What to produce -> Please restate each line of the data that follows word for word, skipping any image.

---- Information provided

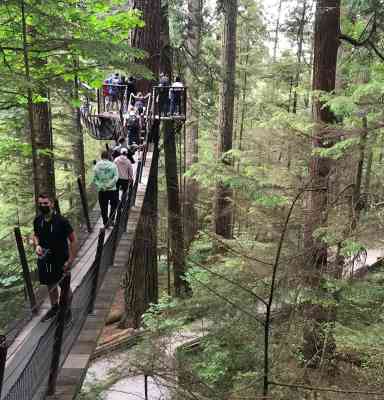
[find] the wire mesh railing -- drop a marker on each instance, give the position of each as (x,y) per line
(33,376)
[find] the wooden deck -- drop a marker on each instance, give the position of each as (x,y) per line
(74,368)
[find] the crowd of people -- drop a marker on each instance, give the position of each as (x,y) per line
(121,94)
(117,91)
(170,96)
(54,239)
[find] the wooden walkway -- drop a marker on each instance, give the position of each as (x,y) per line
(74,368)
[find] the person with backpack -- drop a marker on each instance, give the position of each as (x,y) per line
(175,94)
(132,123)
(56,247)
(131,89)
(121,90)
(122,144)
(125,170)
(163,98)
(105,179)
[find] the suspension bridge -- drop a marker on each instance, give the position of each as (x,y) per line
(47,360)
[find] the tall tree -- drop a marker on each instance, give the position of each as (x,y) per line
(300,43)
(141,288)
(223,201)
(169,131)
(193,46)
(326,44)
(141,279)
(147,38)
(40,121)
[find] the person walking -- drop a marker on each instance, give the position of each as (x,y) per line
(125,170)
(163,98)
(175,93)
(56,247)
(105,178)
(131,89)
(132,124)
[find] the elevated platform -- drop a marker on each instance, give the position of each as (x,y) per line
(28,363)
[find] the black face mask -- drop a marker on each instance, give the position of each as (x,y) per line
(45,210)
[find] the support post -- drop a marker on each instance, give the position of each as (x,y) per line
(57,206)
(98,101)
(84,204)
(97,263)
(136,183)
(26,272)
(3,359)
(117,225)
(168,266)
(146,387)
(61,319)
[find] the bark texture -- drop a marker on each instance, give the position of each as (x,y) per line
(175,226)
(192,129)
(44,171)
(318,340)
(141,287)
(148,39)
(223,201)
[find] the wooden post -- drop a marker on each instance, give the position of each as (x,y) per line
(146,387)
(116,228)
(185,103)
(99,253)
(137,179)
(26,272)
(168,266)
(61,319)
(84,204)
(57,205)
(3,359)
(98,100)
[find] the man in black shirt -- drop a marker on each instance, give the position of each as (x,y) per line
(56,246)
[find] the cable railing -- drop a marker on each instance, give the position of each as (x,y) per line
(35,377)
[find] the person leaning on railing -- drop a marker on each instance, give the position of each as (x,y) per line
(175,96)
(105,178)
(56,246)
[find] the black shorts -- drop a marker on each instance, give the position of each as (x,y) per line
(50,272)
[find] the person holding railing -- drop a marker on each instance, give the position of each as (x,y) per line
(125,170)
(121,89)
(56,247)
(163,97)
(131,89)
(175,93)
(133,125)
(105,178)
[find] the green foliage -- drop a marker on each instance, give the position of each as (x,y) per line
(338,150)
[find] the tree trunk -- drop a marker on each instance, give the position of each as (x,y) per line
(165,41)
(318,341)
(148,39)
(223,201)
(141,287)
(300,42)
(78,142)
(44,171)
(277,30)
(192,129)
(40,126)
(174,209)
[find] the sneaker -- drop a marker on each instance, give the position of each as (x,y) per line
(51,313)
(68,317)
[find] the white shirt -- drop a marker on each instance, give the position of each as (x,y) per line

--------

Worked solution ->
[find] the wire mesh railing -- drop a marker on each instance, give the position of each as (x,y) per line
(33,376)
[find] the wooden deck -- drop a marker on each instance, give the position of each as (x,y) per line
(74,368)
[find] the crowd of people -- drop a marker on each instance, give the position of each as (x,y) per line
(121,94)
(117,91)
(170,96)
(54,239)
[find] the wooden walkway -- drop a marker on each instance, give the position of each as (x,y) per line
(74,368)
[find] the person with backpack -- drop a marker on each instance, give the position of each as (x,y) per line
(175,94)
(132,123)
(56,247)
(131,89)
(121,90)
(122,144)
(125,170)
(163,98)
(105,179)
[find] the suspension bridge -- drop a marker on each instance, give the position of each as (x,y) per line
(47,360)
[find] the tall tree -- drop a marker on each instance, give the position of each as (x,y) per line
(300,43)
(141,288)
(223,201)
(169,131)
(193,46)
(326,44)
(141,279)
(147,38)
(40,121)
[find] the person walking -- drop a marker on each instance, give the position of each as (x,y) per line
(125,170)
(163,98)
(175,93)
(56,247)
(105,178)
(131,89)
(132,124)
[find] the elevated platform -- drop a marker on each instance, give the position of each as (x,y) per line
(28,363)
[find] the black face mask -- drop a marker on each instance, give the position of each as (x,y) per line
(45,210)
[find] the support post -- drop a marker on each instance, give the position of each as (x,y) per line
(57,206)
(98,101)
(84,204)
(97,263)
(136,183)
(26,272)
(3,359)
(117,225)
(168,266)
(146,387)
(61,319)
[find] the bark texture -- drop a marker on each instance, give the position of each as (x,y) per line
(175,226)
(192,129)
(44,171)
(318,340)
(141,287)
(148,39)
(223,201)
[find] the wooden post -- drop a marker on each instance, give the position of each as (x,y) per line
(146,387)
(116,228)
(185,103)
(99,253)
(137,179)
(26,272)
(168,266)
(61,319)
(84,204)
(57,205)
(3,359)
(98,100)
[find] the man in black shirt -- drop a marker on each instance, give the position of each as (x,y) per line
(56,246)
[find] the cable railing -- drop a marker on each instance, give the position of each as (x,y) per line
(35,377)
[find] the person leaning on railing -- drop a marker on each instance, give the position of each as (x,y) per line
(175,96)
(105,178)
(56,246)
[find] the black shorts -- drop a marker on each instance, give the position of each as (x,y) per line
(50,272)
[find] the person holding railing -- drop a marker on each instance, give the position of each as (x,y) per line
(125,170)
(121,89)
(56,247)
(163,97)
(131,89)
(175,93)
(133,125)
(105,178)
[find] the green foliage -- drop a marker on each instance, give the position of each as (x,y) per line
(338,150)
[find] the tree trunk -- drop a marker on each instance, give the position of each as (x,y) per line
(165,41)
(318,341)
(148,39)
(223,201)
(141,287)
(300,42)
(78,142)
(44,171)
(277,30)
(192,129)
(40,126)
(174,209)
[find] the sneaker -- drop a marker on each instance, give the position of each as (x,y) per line
(51,313)
(68,317)
[find] the white shirt -- drop a marker on each instance, give the position of each as (x,y) per line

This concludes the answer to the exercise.